Auf einer Karte ist der Windenergiebereich (kurz: WEB) auf der nördlichen Seite der Halde verzeichnet, die unmittelbar an die Halde Schöttelheide grenzt. Dort wurde lange Zeit ebenfalls über eine Windkraftanlage diskutiert. Damals beendete die Stadt Bottrop die Diskussionen, indem sie das Gebiet der verwilderten Halde zum Naturschutzgebiet erklärte.
Nicht nur, weil dort Feld- und Heidelerchen brüten und es dort „die größten bekannten Vorkommen auf anthropogenen (von Menschen gemachten) Binnensalzstellen“ gibt, sondern auch, weil die Halde genau zwischen den Naturschutzgebieten Köllnischer Wald, Grafenmühle und Kirchheller Heide liegt. Damit konnten die Pläne nicht umgesetzt werden.

**Bereitgestelltes Material:**
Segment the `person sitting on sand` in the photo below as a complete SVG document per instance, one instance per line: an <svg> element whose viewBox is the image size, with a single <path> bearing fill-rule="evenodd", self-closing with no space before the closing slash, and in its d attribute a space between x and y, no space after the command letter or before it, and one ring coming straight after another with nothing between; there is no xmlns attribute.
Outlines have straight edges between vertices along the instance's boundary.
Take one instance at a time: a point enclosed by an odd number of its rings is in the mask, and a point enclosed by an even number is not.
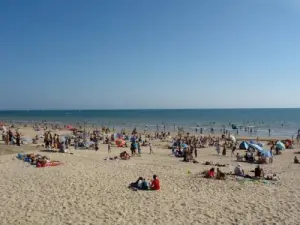
<svg viewBox="0 0 300 225"><path fill-rule="evenodd" d="M241 167L240 164L238 164L235 168L234 168L234 175L236 176L240 176L243 177L245 175L245 172L243 170L243 168Z"/></svg>
<svg viewBox="0 0 300 225"><path fill-rule="evenodd" d="M144 179L144 178L139 177L139 178L137 179L136 182L132 182L132 183L129 185L129 188L136 188L136 189L138 189L139 183L141 183L141 182L143 181L143 179Z"/></svg>
<svg viewBox="0 0 300 225"><path fill-rule="evenodd" d="M254 176L255 176L256 178L264 177L264 171L263 171L262 168L260 168L259 165L257 165L257 167L256 167L255 170L254 170Z"/></svg>
<svg viewBox="0 0 300 225"><path fill-rule="evenodd" d="M160 182L156 175L153 175L153 180L151 182L150 189L155 191L158 191L160 189Z"/></svg>
<svg viewBox="0 0 300 225"><path fill-rule="evenodd" d="M236 161L243 162L243 156L241 156L239 153L236 153Z"/></svg>

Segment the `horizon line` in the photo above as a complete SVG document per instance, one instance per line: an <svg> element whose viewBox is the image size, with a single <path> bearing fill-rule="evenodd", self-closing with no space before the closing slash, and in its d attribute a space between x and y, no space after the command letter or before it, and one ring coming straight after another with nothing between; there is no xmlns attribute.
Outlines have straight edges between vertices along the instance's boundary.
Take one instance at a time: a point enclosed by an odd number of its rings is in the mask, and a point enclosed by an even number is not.
<svg viewBox="0 0 300 225"><path fill-rule="evenodd" d="M238 108L238 107L233 107L233 108L128 108L128 109L75 109L75 108L65 108L65 109L0 109L0 112L7 112L7 111L135 111L135 110L232 110L232 109L300 109L300 107L253 107L253 108Z"/></svg>

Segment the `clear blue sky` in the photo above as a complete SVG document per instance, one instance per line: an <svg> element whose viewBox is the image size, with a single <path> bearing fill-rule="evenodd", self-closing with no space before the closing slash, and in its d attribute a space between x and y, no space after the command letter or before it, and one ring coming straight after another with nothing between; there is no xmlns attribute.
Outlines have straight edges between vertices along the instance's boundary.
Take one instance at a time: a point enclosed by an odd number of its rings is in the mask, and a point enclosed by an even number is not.
<svg viewBox="0 0 300 225"><path fill-rule="evenodd" d="M300 107L300 1L1 0L0 109Z"/></svg>

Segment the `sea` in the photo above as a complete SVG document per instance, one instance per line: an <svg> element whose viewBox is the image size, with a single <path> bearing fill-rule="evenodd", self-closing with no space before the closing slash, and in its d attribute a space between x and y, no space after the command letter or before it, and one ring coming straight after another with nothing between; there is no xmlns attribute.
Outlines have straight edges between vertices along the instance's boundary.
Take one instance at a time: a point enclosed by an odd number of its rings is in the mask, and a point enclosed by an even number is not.
<svg viewBox="0 0 300 225"><path fill-rule="evenodd" d="M16 110L0 111L0 120L13 123L78 123L148 131L220 133L240 136L296 137L300 128L300 109L141 109L141 110ZM233 129L232 124L238 129ZM250 132L252 130L252 132Z"/></svg>

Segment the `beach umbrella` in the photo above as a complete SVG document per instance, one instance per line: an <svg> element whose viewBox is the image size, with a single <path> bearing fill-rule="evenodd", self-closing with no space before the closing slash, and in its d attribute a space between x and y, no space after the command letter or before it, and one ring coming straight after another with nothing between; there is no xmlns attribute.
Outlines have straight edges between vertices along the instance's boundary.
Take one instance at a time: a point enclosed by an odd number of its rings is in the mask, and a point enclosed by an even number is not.
<svg viewBox="0 0 300 225"><path fill-rule="evenodd" d="M271 152L267 151L267 150L262 150L260 152L261 155L265 156L265 157L271 157Z"/></svg>
<svg viewBox="0 0 300 225"><path fill-rule="evenodd" d="M239 149L244 149L244 150L248 150L249 149L249 144L246 141L242 141Z"/></svg>
<svg viewBox="0 0 300 225"><path fill-rule="evenodd" d="M65 142L66 137L65 136L59 136L59 142Z"/></svg>
<svg viewBox="0 0 300 225"><path fill-rule="evenodd" d="M31 144L32 139L28 137L21 137L21 141L23 141L24 144Z"/></svg>
<svg viewBox="0 0 300 225"><path fill-rule="evenodd" d="M66 128L69 129L69 130L72 130L72 129L73 129L73 127L72 127L71 124L67 125Z"/></svg>
<svg viewBox="0 0 300 225"><path fill-rule="evenodd" d="M279 150L284 150L285 149L285 145L281 141L278 141L276 143L276 148L278 148Z"/></svg>
<svg viewBox="0 0 300 225"><path fill-rule="evenodd" d="M230 140L232 140L233 142L236 142L235 136L230 135Z"/></svg>
<svg viewBox="0 0 300 225"><path fill-rule="evenodd" d="M263 155L265 157L271 157L270 151L263 150L263 148L257 144L249 144L249 146L254 148L255 150L259 151L261 155Z"/></svg>
<svg viewBox="0 0 300 225"><path fill-rule="evenodd" d="M255 150L259 151L259 152L262 152L264 151L262 147L260 147L259 145L257 144L249 144L250 147L254 148Z"/></svg>
<svg viewBox="0 0 300 225"><path fill-rule="evenodd" d="M125 141L124 140L122 140L122 139L117 139L116 140L116 145L118 146L118 147L123 147L124 145L125 145Z"/></svg>
<svg viewBox="0 0 300 225"><path fill-rule="evenodd" d="M182 148L187 148L189 147L187 144L182 144Z"/></svg>

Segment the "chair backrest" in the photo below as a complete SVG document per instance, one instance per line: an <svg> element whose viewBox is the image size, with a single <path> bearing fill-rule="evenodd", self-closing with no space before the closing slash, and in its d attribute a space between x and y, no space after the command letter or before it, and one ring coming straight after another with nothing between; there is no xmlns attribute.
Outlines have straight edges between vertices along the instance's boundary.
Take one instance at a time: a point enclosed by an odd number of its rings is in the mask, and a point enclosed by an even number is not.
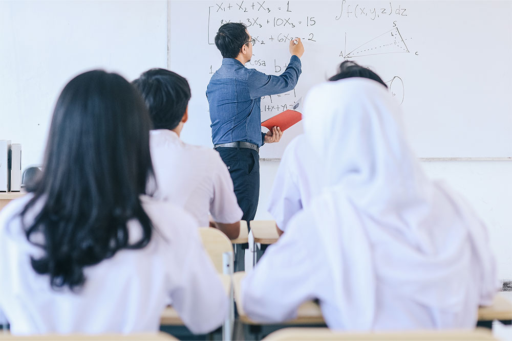
<svg viewBox="0 0 512 341"><path fill-rule="evenodd" d="M473 330L418 330L403 332L354 333L329 328L290 328L280 329L263 339L267 341L306 340L496 340L488 329Z"/></svg>
<svg viewBox="0 0 512 341"><path fill-rule="evenodd" d="M224 254L226 253L231 255L230 262L232 263L233 245L229 238L224 233L212 228L199 228L199 235L204 248L218 272L220 274L224 272L224 269L226 265L232 267L230 264L224 264Z"/></svg>

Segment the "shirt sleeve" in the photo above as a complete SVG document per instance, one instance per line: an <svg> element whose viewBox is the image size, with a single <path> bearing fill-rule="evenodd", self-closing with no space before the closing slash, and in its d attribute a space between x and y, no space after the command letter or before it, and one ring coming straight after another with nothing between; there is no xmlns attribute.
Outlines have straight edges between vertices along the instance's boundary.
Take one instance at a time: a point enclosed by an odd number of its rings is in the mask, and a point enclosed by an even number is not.
<svg viewBox="0 0 512 341"><path fill-rule="evenodd" d="M222 324L228 313L228 299L197 228L191 231L190 242L183 258L181 285L170 297L173 307L190 331L205 334Z"/></svg>
<svg viewBox="0 0 512 341"><path fill-rule="evenodd" d="M292 90L297 85L301 72L301 60L294 55L290 58L286 70L279 76L266 75L250 69L248 86L251 98L254 99Z"/></svg>
<svg viewBox="0 0 512 341"><path fill-rule="evenodd" d="M304 213L295 216L286 233L242 281L242 306L255 322L294 319L301 304L323 298L321 288L332 282L320 237Z"/></svg>
<svg viewBox="0 0 512 341"><path fill-rule="evenodd" d="M285 150L270 191L268 210L279 229L284 231L288 221L303 208L302 200L296 177L291 173L290 148Z"/></svg>
<svg viewBox="0 0 512 341"><path fill-rule="evenodd" d="M243 213L238 206L229 172L219 153L214 153L214 198L210 203L210 213L217 222L232 224L242 219Z"/></svg>
<svg viewBox="0 0 512 341"><path fill-rule="evenodd" d="M2 307L0 306L0 325L5 325L7 324L7 319L4 315L4 313L2 311Z"/></svg>

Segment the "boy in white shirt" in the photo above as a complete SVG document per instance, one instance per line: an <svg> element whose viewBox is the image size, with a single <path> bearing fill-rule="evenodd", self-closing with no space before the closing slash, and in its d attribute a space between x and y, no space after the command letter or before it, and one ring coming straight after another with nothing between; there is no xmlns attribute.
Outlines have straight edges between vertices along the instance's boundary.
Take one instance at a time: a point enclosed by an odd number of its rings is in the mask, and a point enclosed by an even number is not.
<svg viewBox="0 0 512 341"><path fill-rule="evenodd" d="M119 75L62 90L42 173L0 212L0 320L13 335L154 333L169 304L195 334L222 325L229 301L197 222L145 194L151 126Z"/></svg>
<svg viewBox="0 0 512 341"><path fill-rule="evenodd" d="M188 82L172 71L153 69L133 84L153 123L150 147L157 181L155 196L184 207L200 226L210 225L230 239L237 238L242 212L226 165L213 149L180 139L188 119ZM213 221L209 221L208 211Z"/></svg>

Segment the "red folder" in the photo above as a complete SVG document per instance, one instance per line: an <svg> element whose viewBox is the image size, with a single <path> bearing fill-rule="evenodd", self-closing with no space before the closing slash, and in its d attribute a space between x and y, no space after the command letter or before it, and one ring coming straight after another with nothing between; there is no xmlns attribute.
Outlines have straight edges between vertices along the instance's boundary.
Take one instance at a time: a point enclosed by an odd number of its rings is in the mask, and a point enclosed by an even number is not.
<svg viewBox="0 0 512 341"><path fill-rule="evenodd" d="M264 121L261 125L269 130L271 130L272 127L279 127L281 131L284 131L302 119L302 114L298 111L287 110Z"/></svg>

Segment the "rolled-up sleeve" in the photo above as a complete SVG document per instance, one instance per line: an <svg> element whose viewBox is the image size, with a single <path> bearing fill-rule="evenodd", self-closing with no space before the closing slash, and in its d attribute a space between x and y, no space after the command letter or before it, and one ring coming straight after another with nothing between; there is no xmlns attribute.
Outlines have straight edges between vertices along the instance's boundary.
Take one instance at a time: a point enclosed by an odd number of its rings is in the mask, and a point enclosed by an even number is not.
<svg viewBox="0 0 512 341"><path fill-rule="evenodd" d="M301 60L292 56L284 72L279 76L271 76L251 69L249 74L249 93L251 99L269 95L282 94L293 89L301 75Z"/></svg>

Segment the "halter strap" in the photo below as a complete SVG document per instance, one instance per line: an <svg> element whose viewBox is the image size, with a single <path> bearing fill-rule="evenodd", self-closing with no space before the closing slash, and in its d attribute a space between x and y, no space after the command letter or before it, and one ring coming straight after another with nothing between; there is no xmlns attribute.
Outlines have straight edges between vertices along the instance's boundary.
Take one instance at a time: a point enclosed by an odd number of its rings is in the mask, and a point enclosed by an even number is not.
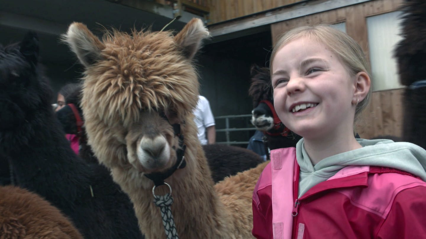
<svg viewBox="0 0 426 239"><path fill-rule="evenodd" d="M168 122L169 121L168 119L164 114L160 114L162 117L166 120ZM169 123L170 123L170 122ZM181 134L181 125L180 124L171 124L171 125L173 127L173 130L175 131L175 136L177 136L179 138L179 148L176 150L176 162L175 163L175 165L173 167L165 172L155 172L144 174L145 176L152 180L156 186L164 185L164 179L171 176L178 169L183 168L186 166L186 162L185 161L184 156L186 145L184 144L184 135Z"/></svg>
<svg viewBox="0 0 426 239"><path fill-rule="evenodd" d="M279 119L279 118L278 118L278 115L276 114L275 108L273 107L273 105L272 105L271 101L267 100L261 100L259 103L264 103L269 107L269 109L271 110L271 111L272 113L274 125L273 127L270 130L273 130L276 131L272 132L268 131L265 131L265 133L271 136L278 136L280 135L288 136L288 133L290 132L290 130L288 129L288 128L286 127L282 123L282 122L281 122L281 120Z"/></svg>
<svg viewBox="0 0 426 239"><path fill-rule="evenodd" d="M84 122L81 120L78 111L77 110L77 107L74 104L68 104L67 105L71 108L72 112L74 113L74 117L75 117L75 125L77 127L77 136L79 138L83 137L83 130L81 127L84 124Z"/></svg>

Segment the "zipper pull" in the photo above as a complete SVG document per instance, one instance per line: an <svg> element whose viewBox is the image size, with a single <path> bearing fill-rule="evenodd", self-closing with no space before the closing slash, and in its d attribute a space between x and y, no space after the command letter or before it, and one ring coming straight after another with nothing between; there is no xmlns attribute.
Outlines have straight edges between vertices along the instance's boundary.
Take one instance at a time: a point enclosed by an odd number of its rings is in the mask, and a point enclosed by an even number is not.
<svg viewBox="0 0 426 239"><path fill-rule="evenodd" d="M293 208L293 211L291 213L291 215L293 216L297 216L297 213L299 211L299 205L300 204L300 202L299 202L298 199L296 199L294 201L294 207Z"/></svg>

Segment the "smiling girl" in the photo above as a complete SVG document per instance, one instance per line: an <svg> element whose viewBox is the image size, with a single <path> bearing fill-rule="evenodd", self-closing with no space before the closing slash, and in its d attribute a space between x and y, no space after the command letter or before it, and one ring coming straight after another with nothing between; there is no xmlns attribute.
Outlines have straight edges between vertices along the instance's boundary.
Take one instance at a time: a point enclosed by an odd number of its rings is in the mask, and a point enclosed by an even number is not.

**Aufgabenstellung:** Fasse den Absatz des Seitenauszugs, der mit „Auf einer Karte ist der Windenergiebereich“ beginnt, in höchstens zwei Sätzen kürzer zusammen und behalte dabei seine wesentlichen Angaben bei. Die Zeilen sind eigenständiges Material und gehören nicht zum Seitenauszug.

**Lösung:** Eine Karte verzeichnet den Windenergiebereich (WEB) auf der Nordseite der Halde, direkt an der Grenze zur Halde Schöttelheide, wo ebenfalls lange über eine Windkraftanlage diskutiert wurde. Die Stadt Bottrop beendete diese Diskussionen, indem sie das Gebiet der verwilderten Halde zum Naturschutzgebiet erklärte.